- [Consegna a] Riscrivi in forma di elenco il paragrafo del testo sulla velocità che comincia con «Quando si viaggia a 350 Km/h», mantenendone i fatti principali.

- [Testo fornito]
····················

Filippo Tommaso Marinetti

Il fascino della velocità risiede nel suo essere dirompente, nell’abbattere i canoni della normalità, armonizzando il brivido dell’incertezza con il controllo di sé, il movimento del proprio corpo con la staticità di ciò che è fuori, la relatività del moto con l’ “assoluto che la velocità onnipresente ha creato” (Manifesto del futurismo, 1909).

Quando si viaggia a 350 Km/h su una moto non cambiano soltanto il tipo di guida rispetto al comune utilizzo di uno scooter, il casco utilizzato, le ruote, il motore; cambia innanzitutto la percezione, il senso delle proporzioni, la visione del mondo, il rapporto tra lontano e vicino, il contatto con le cose e con l’aria.

Tutto succede molto veloce: quando guardi la prossima curva, la prossima curva è già arrivata e devi guardare la seguente”.

····················

- [Materiale di partenza]
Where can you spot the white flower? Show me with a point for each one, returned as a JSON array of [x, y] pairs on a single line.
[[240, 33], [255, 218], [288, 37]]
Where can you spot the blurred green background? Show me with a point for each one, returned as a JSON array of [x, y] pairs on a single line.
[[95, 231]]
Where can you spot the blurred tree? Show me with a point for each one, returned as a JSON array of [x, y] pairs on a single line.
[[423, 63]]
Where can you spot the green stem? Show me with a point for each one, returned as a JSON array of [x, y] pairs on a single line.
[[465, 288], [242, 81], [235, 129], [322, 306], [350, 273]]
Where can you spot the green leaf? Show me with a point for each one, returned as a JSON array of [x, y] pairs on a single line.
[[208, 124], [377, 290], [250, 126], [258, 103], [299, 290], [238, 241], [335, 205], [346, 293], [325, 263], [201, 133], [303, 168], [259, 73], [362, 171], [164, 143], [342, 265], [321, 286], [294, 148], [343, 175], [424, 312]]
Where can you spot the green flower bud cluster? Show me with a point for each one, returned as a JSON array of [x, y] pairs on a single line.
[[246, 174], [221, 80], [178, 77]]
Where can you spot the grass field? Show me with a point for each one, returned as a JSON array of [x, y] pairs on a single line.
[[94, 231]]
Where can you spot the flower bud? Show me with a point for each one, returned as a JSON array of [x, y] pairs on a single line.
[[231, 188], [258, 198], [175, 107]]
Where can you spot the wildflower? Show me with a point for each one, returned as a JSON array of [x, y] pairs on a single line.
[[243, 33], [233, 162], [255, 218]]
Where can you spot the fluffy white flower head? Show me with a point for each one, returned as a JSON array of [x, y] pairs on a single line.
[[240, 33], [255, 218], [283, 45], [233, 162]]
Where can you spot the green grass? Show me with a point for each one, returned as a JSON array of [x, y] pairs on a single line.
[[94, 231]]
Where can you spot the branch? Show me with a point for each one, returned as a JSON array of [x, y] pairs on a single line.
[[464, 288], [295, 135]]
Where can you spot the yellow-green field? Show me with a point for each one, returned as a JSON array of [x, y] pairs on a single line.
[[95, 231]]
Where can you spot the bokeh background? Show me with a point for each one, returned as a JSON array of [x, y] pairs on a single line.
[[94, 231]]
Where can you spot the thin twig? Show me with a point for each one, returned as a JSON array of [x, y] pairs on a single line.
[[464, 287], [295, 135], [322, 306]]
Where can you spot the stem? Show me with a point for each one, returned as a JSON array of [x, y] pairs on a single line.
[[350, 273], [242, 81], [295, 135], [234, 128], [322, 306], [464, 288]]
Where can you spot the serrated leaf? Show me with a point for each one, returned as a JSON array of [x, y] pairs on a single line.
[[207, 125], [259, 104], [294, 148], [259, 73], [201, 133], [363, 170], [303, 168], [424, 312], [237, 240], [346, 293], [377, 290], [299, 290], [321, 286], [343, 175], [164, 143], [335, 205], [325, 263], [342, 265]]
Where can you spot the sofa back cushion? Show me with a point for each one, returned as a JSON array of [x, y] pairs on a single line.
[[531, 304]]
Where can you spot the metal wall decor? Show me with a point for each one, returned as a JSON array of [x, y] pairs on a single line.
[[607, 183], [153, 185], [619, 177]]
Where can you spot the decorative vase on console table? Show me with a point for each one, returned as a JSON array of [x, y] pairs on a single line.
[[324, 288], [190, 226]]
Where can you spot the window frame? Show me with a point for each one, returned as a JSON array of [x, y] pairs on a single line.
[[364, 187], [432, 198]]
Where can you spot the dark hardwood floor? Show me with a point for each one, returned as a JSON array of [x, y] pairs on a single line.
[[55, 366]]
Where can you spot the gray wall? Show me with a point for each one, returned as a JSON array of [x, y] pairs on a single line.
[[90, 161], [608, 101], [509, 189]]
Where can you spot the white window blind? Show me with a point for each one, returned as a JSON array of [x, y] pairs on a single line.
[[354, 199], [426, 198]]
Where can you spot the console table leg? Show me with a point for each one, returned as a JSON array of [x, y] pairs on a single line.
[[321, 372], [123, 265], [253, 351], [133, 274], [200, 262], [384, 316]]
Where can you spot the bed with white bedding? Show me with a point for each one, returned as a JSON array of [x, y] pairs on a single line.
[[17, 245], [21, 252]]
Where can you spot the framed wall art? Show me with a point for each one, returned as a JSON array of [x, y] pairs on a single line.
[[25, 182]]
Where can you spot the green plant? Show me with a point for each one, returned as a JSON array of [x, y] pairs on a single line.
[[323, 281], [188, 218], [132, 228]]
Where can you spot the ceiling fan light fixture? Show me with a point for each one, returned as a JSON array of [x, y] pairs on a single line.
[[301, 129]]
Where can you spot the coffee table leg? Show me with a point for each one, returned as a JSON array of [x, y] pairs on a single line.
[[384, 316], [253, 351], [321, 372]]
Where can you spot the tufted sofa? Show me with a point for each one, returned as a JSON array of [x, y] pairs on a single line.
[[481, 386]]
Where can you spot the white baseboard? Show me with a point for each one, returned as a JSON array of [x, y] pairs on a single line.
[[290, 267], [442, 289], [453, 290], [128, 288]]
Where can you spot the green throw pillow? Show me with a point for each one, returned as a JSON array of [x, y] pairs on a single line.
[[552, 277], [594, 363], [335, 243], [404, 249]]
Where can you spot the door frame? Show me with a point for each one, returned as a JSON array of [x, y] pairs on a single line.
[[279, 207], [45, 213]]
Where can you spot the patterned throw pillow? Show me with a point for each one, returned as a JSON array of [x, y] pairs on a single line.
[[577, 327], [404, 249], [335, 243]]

····················

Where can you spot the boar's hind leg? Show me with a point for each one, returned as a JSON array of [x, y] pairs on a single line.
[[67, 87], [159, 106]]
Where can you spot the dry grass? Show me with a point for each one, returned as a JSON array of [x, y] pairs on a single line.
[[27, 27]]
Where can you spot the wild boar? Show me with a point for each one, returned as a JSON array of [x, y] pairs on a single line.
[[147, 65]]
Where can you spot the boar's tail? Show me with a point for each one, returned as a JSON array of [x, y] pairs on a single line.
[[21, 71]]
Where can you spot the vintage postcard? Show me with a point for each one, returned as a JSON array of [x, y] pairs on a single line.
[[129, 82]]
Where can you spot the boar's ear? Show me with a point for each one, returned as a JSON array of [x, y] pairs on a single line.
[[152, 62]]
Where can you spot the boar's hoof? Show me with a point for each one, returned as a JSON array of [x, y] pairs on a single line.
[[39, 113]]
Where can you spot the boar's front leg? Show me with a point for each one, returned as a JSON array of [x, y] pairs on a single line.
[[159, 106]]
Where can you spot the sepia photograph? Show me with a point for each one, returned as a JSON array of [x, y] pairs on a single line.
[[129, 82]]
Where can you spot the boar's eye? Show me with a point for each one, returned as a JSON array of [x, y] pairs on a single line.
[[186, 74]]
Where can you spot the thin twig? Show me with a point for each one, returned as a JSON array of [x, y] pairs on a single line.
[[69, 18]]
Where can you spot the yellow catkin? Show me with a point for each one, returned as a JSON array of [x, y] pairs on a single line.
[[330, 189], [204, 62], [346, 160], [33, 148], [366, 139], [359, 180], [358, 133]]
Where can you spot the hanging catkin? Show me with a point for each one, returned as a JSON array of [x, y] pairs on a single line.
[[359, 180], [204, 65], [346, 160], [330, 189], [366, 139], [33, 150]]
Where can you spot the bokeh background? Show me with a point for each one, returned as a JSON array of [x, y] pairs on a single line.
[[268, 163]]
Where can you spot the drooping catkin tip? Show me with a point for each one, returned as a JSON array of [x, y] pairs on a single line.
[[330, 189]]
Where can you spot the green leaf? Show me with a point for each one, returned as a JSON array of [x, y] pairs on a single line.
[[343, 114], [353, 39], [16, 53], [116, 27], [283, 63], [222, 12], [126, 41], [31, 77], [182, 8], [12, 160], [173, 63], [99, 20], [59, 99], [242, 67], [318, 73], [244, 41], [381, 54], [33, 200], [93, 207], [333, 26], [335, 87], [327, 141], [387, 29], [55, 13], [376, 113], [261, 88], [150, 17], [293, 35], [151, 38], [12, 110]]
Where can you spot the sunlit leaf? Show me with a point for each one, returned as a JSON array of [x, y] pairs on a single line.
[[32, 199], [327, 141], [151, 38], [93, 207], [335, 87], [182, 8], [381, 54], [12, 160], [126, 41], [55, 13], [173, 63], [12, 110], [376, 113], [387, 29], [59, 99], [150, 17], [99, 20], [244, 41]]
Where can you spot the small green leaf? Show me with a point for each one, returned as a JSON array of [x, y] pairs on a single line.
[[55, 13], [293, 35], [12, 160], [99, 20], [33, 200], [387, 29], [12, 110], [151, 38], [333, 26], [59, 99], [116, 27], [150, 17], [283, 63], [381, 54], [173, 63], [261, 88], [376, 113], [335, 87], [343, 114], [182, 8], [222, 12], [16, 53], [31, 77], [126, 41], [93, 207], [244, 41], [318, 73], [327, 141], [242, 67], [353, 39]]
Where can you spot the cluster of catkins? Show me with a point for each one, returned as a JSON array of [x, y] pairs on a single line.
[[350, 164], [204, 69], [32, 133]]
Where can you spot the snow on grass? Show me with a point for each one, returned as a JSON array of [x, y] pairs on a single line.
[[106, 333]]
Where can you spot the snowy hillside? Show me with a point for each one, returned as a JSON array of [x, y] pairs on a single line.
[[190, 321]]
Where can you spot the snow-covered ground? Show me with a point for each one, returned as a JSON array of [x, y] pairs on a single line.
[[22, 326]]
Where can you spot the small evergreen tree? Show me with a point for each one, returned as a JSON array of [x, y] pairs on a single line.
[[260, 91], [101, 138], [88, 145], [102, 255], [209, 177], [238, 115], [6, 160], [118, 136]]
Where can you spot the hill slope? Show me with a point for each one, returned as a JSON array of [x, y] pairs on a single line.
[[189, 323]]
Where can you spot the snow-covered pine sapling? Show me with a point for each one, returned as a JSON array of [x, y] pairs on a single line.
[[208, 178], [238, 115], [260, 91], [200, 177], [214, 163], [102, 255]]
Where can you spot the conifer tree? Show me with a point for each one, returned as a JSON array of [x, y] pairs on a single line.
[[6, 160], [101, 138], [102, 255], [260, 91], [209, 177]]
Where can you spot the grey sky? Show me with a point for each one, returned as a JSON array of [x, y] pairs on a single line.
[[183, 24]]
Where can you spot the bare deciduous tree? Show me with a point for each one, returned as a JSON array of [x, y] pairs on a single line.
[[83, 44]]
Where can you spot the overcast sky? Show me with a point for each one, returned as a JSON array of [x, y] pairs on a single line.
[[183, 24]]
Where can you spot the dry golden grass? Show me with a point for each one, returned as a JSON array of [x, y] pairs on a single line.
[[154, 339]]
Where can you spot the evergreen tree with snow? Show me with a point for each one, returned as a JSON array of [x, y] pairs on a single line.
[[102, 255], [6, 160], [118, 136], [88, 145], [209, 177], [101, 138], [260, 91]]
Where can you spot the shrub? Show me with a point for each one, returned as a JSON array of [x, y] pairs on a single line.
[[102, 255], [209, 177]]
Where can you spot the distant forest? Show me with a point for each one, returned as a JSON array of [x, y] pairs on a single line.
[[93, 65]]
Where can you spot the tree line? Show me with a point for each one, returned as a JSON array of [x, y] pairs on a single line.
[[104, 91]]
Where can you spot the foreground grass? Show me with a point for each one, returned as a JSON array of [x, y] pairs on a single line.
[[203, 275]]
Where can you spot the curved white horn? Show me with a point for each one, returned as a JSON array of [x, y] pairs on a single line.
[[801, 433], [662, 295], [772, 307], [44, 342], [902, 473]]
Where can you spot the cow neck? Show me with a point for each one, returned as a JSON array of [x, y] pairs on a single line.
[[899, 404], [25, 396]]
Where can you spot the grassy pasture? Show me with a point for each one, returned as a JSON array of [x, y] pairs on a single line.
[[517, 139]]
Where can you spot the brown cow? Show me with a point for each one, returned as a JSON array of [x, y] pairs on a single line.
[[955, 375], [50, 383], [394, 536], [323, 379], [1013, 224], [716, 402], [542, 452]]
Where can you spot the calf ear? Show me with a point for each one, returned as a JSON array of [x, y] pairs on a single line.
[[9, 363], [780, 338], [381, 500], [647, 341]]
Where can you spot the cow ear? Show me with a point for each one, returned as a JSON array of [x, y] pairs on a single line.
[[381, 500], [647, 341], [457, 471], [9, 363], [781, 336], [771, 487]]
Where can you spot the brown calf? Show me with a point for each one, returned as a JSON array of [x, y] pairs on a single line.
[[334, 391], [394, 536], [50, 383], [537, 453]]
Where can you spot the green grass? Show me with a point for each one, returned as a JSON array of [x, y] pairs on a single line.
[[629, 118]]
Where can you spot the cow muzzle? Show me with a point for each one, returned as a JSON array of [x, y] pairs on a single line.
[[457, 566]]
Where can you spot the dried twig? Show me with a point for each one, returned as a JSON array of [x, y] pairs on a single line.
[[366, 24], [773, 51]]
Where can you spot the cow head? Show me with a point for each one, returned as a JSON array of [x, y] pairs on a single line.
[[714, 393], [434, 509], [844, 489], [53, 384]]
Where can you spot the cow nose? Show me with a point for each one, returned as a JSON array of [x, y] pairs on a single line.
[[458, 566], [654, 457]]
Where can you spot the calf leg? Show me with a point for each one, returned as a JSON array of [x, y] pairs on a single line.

····················

- [Consegna b] Aggiorna le righe del primo blocco comprese tra quella che contiene "Where can you spot the white flower?" e quella che contiene "[[231, 188], [258, 198], [175, 107]]", estremi inclusi, sostituendo "Show me" con "Mark them" e lasciando tutto il resto invariato. Restituisci soltanto quelle righe.

- [Risultato atteso a]
A 350 km/h in moto, rispetto all'uso comune di uno scooter, cambiano:
- il tipo di guida, il casco, le ruote e il motore;
- innanzitutto la percezione, il senso delle proporzioni e la visione del mondo;
- il rapporto tra lontano e vicino;
- il contatto con le cose e con l'aria.

- [Risultato atteso b]
Where can you spot the white flower? Mark them with a point for each one, returned as a JSON array of [x, y] pairs on a single line.
[[240, 33], [255, 218], [288, 37]]
Where can you spot the blurred green background? Mark them with a point for each one, returned as a JSON array of [x, y] pairs on a single line.
[[95, 231]]
Where can you spot the blurred tree? Mark them with a point for each one, returned as a JSON array of [x, y] pairs on a single line.
[[423, 63]]
Where can you spot the green stem? Mark them with a point for each one, returned as a JSON array of [x, y] pairs on a single line.
[[465, 288], [242, 81], [235, 129], [322, 306], [350, 273]]
Where can you spot the green leaf? Mark them with a point for each one, returned as a JSON array of [x, y] pairs on a single line.
[[208, 124], [377, 290], [250, 126], [258, 103], [299, 290], [238, 241], [335, 205], [346, 293], [325, 263], [201, 133], [303, 168], [259, 73], [362, 171], [164, 143], [342, 265], [321, 286], [294, 148], [343, 175], [424, 312]]
Where can you spot the green flower bud cluster? Mark them with a point for each one, returned as a JSON array of [x, y] pairs on a single line.
[[246, 174], [221, 80], [178, 77]]
Where can you spot the grass field? Mark them with a point for each one, returned as a JSON array of [x, y] pairs on a single line.
[[94, 231]]
Where can you spot the flower bud? Mark them with a point for each one, returned as a JSON array of [x, y] pairs on a single line.
[[231, 188], [258, 198], [175, 107]]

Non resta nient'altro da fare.